Working data:
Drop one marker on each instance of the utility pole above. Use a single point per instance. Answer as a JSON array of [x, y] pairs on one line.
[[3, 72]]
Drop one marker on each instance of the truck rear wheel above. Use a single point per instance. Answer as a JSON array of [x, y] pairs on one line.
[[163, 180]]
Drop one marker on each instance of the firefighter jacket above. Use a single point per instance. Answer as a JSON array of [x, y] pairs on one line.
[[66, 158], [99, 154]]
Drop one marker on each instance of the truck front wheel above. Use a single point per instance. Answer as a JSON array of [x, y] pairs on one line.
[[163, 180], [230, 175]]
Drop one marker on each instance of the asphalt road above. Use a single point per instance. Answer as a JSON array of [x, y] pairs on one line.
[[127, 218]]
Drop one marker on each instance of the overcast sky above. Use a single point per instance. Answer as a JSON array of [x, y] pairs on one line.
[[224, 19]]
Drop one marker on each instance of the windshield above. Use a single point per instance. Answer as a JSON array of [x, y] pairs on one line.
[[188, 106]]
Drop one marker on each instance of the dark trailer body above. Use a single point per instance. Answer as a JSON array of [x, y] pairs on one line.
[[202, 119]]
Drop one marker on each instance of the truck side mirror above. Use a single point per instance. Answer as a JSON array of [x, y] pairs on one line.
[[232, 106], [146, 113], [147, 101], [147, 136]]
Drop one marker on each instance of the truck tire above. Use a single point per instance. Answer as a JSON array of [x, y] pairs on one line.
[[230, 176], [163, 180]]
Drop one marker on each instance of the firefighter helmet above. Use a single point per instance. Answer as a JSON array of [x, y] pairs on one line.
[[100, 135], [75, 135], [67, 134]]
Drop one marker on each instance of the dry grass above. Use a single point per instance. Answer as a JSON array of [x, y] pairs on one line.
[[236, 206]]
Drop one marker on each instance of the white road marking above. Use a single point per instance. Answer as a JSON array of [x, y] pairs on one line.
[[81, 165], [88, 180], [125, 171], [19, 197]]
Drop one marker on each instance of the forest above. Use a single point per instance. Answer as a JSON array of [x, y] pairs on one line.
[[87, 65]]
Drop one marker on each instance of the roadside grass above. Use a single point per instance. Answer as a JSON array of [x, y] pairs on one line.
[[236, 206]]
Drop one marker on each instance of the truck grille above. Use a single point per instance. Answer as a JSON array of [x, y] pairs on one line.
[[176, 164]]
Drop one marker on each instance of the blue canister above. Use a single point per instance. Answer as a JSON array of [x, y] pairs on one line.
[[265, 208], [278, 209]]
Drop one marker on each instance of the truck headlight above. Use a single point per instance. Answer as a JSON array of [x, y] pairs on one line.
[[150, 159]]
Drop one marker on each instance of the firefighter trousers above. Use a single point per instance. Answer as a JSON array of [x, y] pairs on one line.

Given task:
Each line of the material must be restated exactly.

Answer to the problem:
Drop one marker on each instance of the utility pole above. Use a single point per instance. Answer as a JSON array of [x, y] pairs on one line.
[[3, 72]]
Drop one marker on each instance of the truck rear wheel above. Use a single point per instance. Answer as a JSON array of [x, y] pairs on one line.
[[163, 180]]
Drop one marker on each instance of the firefighter jacket above. Use a single point per instance. Answer as a JSON array of [x, y] pairs on one line.
[[66, 158], [99, 154]]
Drop one marker on each instance of the truck front wheel above. Use a single point per instance. Answer as a JSON array of [x, y] pairs on one line.
[[163, 180], [230, 175]]
Drop one marker on each instance of the asphalt road above. Use a single point per instance. Answer as a JSON array of [x, y] pairs on one line.
[[127, 218]]
Drop one marker on each instance of the overcast sky above. Use a single point per instance. Answer as a JSON array of [x, y] pairs on one line.
[[224, 19]]
Drop one marker on each instance of the windshield above. Use a single point per instance. Answer as a JSON array of [x, y] pairs on one line.
[[188, 106]]
Drop one marker on each instance of the dark trailer body above. Use a single point per instance. Answer as a JSON array of [x, y] pairs on one line.
[[202, 119]]
Drop one marker on each instance of the truck side mirror above. Use a single point per instance. Answer as a JSON array of [x, y] pairs on one line.
[[232, 106], [146, 113], [147, 101], [147, 136]]
Drop one marker on each instance of the truck tire above. Use a single point per instance. Answer as a JSON array of [x, y] pairs on one line.
[[230, 176], [163, 180]]
Drop one marker on each instance of the firefighter helmet above. Use a single point per instance. Answer as a JSON array of [x, y] pairs on one line.
[[100, 135], [75, 135], [67, 134]]
Drop one marker on each instance of the dry grass above. Use a single point per instance. Answer as a JSON array of [x, y] pairs on one line.
[[236, 206]]
Drop one marker on each instance of the white road marking above. Use a single point per instance. Answer as a JSON array of [x, y] pairs on one line.
[[81, 165], [88, 180], [125, 171], [19, 197]]
Drop one marker on each instance of the forest above. Use a single point per instance. Answer as a JSON array of [x, y] pairs on one line.
[[87, 65]]
Drop one marker on each instance of the roadside grass above. Use a single point per instance. Answer as a JSON array of [x, y] pairs on one line.
[[236, 206]]
Drop one marker on each instance of the truck grille above. Use a single point per instance. Answer as a JSON array of [x, y] pairs on one line.
[[176, 164]]
Drop one marker on each instance of the blue canister above. Use a single point per instance. Answer as a JSON array of [x, y] pairs on one line.
[[265, 208], [278, 209]]
Drop one marker on each instance of the truck headlight above. Use a single point per instance. Answer as a JSON array of [x, y] pairs on one line.
[[150, 159]]
Drop one marker on each instance of the firefighter trousers above. Use a single point per instance. Answer as a JSON array of [x, y] pairs on one line.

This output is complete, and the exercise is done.